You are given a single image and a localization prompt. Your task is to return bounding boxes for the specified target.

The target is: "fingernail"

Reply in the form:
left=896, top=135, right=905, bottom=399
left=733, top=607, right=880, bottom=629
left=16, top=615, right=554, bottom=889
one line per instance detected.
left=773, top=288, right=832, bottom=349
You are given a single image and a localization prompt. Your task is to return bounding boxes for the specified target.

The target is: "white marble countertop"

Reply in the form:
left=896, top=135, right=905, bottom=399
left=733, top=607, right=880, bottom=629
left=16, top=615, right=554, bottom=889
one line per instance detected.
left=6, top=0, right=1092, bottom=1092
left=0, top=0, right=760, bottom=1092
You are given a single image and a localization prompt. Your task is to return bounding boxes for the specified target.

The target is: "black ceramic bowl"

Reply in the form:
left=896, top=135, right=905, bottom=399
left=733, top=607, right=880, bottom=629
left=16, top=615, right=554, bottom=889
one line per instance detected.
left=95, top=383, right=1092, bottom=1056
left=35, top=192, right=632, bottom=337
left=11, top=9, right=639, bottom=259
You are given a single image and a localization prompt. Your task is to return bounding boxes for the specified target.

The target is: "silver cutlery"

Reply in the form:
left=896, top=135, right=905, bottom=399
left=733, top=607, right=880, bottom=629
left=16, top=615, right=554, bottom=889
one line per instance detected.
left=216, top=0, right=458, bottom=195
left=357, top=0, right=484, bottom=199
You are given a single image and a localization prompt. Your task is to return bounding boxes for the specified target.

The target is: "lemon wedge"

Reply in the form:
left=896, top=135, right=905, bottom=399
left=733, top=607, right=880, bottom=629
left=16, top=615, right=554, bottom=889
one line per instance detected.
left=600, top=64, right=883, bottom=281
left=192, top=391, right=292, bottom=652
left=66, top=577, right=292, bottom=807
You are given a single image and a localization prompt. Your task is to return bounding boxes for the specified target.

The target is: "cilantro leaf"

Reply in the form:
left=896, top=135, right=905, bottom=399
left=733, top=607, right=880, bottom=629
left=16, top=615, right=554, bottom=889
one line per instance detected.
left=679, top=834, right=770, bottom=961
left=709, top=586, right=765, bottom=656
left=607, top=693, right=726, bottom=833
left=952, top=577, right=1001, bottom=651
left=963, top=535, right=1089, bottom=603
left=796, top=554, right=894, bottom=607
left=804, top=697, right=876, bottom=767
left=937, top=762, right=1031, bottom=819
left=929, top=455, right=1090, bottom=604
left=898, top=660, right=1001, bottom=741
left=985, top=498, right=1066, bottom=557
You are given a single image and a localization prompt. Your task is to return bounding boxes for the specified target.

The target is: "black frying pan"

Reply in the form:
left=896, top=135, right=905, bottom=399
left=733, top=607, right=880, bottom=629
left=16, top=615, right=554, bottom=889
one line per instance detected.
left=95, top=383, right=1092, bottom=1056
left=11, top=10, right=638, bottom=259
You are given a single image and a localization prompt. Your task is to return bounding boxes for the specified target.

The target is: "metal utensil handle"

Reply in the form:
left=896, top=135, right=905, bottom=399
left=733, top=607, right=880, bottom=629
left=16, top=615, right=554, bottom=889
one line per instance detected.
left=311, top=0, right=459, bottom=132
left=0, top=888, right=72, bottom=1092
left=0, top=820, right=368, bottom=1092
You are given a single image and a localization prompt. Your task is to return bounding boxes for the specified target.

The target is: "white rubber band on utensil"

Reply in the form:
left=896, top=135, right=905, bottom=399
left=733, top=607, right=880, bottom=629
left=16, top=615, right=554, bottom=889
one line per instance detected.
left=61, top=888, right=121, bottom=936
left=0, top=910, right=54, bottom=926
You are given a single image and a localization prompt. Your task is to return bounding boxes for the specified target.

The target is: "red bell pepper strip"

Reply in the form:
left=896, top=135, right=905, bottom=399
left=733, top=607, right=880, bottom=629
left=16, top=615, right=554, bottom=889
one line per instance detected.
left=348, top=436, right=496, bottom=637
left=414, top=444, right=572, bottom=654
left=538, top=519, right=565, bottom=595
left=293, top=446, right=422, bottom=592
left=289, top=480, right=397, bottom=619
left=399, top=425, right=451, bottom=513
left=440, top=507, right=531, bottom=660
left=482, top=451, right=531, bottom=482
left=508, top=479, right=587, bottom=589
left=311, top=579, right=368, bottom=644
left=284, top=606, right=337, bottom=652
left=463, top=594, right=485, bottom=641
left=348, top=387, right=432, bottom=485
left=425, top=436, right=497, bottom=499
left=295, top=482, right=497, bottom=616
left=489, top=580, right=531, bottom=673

EXERCISE REQUIREMENTS » Copy all of the items above word for word, without leaving any out.

SOLUTION TO THIS TASK »
You are given a single image and a localization prompt. Your task is to return bounding boxes for the specified target.

The target is: "fingernail"

Reply in the form:
left=896, top=135, right=905, bottom=399
left=733, top=607, right=880, bottom=629
left=16, top=615, right=554, bottom=889
one line per instance detected.
left=773, top=288, right=832, bottom=349
You are given a single image and a localization prompt. Your task is to return bounding boxes for the specified target.

The target is: "white marble countertop"

Reply in the form:
left=896, top=135, right=905, bottom=399
left=733, top=607, right=880, bottom=629
left=16, top=615, right=554, bottom=889
one line per instance detected.
left=6, top=0, right=1092, bottom=1092
left=0, top=0, right=760, bottom=1092
You are given a single image and a localization prompt. Your task is to return bounding boxes for the specified target.

The target is: "black ceramic bowl"

Reply in the form:
left=896, top=135, right=905, bottom=399
left=733, top=607, right=880, bottom=629
left=16, top=615, right=554, bottom=889
one line per instance detected.
left=95, top=383, right=1092, bottom=1056
left=35, top=192, right=632, bottom=337
left=11, top=9, right=639, bottom=259
You are given a single image and a localization prompt. Your task is to return bounding boxes for the specified target.

The target is: "silver cutlery"

Reply in the form:
left=896, top=135, right=905, bottom=399
left=733, top=607, right=880, bottom=629
left=16, top=615, right=554, bottom=889
one line per instance detected.
left=216, top=0, right=458, bottom=195
left=357, top=0, right=484, bottom=199
You are given a single image and a localization prompt. Your task is to return bounding boxes for the specified target.

The target is: "lemon wedge"

Reply in the form:
left=896, top=135, right=905, bottom=399
left=733, top=607, right=880, bottom=629
left=16, top=615, right=554, bottom=889
one line per instance detected.
left=600, top=64, right=883, bottom=281
left=192, top=391, right=292, bottom=652
left=66, top=577, right=292, bottom=807
You are given a single image and a localization prompt. Your task is to return bounding boxes for the specified target.

The target is: "cilantro leaf"

Reply in the form:
left=896, top=135, right=905, bottom=399
left=733, top=607, right=880, bottom=629
left=16, top=615, right=554, bottom=889
one line per instance detected.
left=679, top=834, right=770, bottom=961
left=709, top=586, right=765, bottom=656
left=607, top=693, right=726, bottom=833
left=952, top=577, right=1001, bottom=651
left=963, top=535, right=1089, bottom=603
left=796, top=554, right=894, bottom=607
left=804, top=697, right=876, bottom=767
left=937, top=762, right=1031, bottom=819
left=929, top=455, right=1090, bottom=604
left=898, top=660, right=1001, bottom=741
left=985, top=498, right=1066, bottom=557
You are given a single image and a localization prompt. Your task is to return bounding boxes for the specified target.

The target is: "black frying pan"

Reply in the form:
left=896, top=135, right=905, bottom=399
left=733, top=607, right=880, bottom=629
left=16, top=615, right=554, bottom=889
one line per instance detected.
left=95, top=383, right=1092, bottom=1056
left=11, top=10, right=638, bottom=259
You are given a single image and a localization prompt. Your task is to return bounding boxes for the specified target.

The target is: "metal utensil handle"

Reply in the form:
left=896, top=135, right=905, bottom=399
left=733, top=607, right=880, bottom=629
left=16, top=615, right=554, bottom=889
one line per instance detected.
left=311, top=0, right=459, bottom=132
left=0, top=888, right=72, bottom=1092
left=0, top=820, right=368, bottom=1092
You are given a single image and a localization prompt. Your task is to return bounding boxes for the specified target.

The target is: "white rubber band on utensil"

Reply in the form:
left=896, top=135, right=905, bottom=399
left=733, top=607, right=880, bottom=629
left=16, top=615, right=554, bottom=889
one line per instance detected.
left=61, top=888, right=121, bottom=936
left=0, top=910, right=54, bottom=926
You are given a single image and a localization prompt. Your task is to return bounding boxes for the specified target.

The target is: "red bell pepper strip"

Reply in the form:
left=896, top=135, right=905, bottom=399
left=733, top=607, right=880, bottom=629
left=16, top=615, right=554, bottom=889
one line per instance detected.
left=348, top=436, right=496, bottom=637
left=414, top=444, right=572, bottom=654
left=538, top=519, right=565, bottom=595
left=293, top=446, right=422, bottom=592
left=289, top=480, right=397, bottom=619
left=399, top=425, right=451, bottom=513
left=440, top=507, right=531, bottom=660
left=482, top=451, right=531, bottom=482
left=508, top=479, right=587, bottom=589
left=311, top=579, right=368, bottom=644
left=284, top=606, right=337, bottom=652
left=463, top=594, right=485, bottom=641
left=348, top=387, right=432, bottom=485
left=425, top=436, right=497, bottom=499
left=295, top=482, right=497, bottom=616
left=489, top=580, right=531, bottom=673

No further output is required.